(Referring expression pointing data)
=====

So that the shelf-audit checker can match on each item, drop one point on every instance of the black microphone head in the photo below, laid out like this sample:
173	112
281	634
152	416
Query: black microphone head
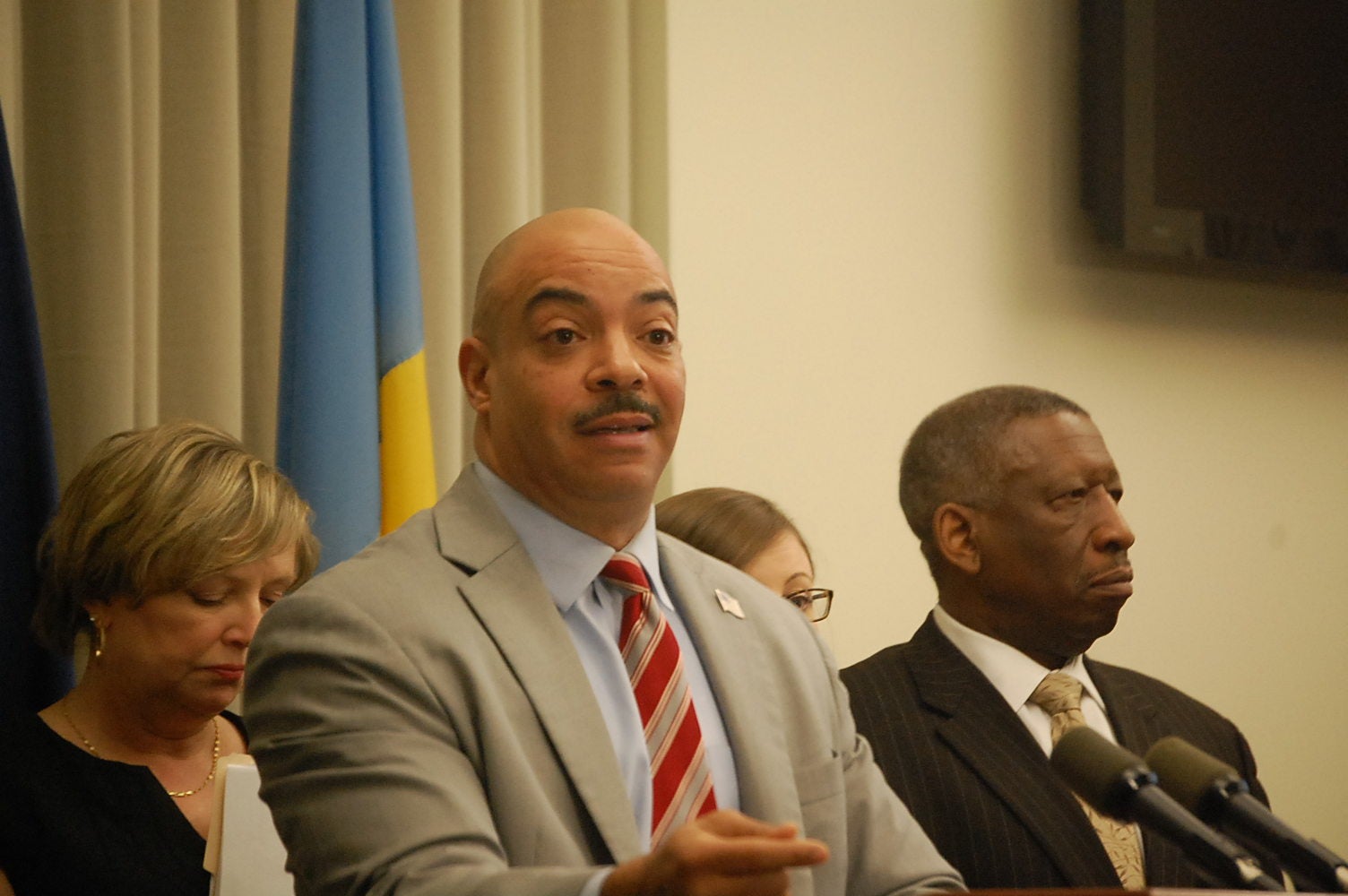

=====

- Instructions for the task
From the first record above to the last, output each one exactly and omit the pictures.

- Task response
So that the shelf-audit checker can match on each item, drop one point on every instance of the black microphone head in the photo below, laid out like this sample:
173	112
281	634
152	416
Query: black microphone head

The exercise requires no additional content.